_RECORDS SUPPLIED_:
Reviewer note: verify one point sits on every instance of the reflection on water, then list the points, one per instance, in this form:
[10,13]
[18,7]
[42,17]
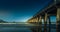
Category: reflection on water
[24,28]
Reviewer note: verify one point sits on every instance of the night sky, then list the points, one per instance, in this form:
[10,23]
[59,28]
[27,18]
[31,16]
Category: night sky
[20,10]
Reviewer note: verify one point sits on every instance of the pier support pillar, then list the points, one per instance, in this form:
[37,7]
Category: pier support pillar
[40,23]
[58,20]
[45,22]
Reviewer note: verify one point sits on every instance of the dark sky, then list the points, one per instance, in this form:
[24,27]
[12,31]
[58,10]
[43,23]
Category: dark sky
[20,10]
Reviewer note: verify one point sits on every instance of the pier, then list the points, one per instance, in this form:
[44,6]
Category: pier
[45,13]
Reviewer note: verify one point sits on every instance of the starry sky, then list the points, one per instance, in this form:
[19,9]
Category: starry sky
[20,10]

_WHAT IS REQUIRED_: Transcribe the records above exactly, omitting every picture they contain.

_RESPONSE TO THIS EXERCISE_:
Reviewer note: verify one point sits on every instance of the reflection on water, then list the points, one per instance, in this form:
[10,13]
[18,7]
[42,17]
Category: reflection on water
[24,28]
Reviewer note: verify one point sits on every instance of the night sky, then list the points, one per instance, in this form:
[10,23]
[59,28]
[27,18]
[31,16]
Category: night sky
[20,10]
Reviewer note: verify one point sits on every instance of the pier support pillar, then list the points, one per instance, in this form:
[37,7]
Category: pier support pillar
[40,23]
[58,20]
[45,22]
Reviewer note: verify one point sits on every instance of the dark sky, then list the points, one per instance, in this form:
[24,27]
[12,31]
[58,10]
[43,23]
Category: dark sky
[20,10]
Reviewer note: verify one point sits on every instance of the pier, then list the points, one per instance, in this form:
[44,6]
Category: pier
[45,13]
Reviewer note: verify one point sits on every instance of the starry sky, then list the points, one per instance, in this form:
[19,9]
Category: starry sky
[20,10]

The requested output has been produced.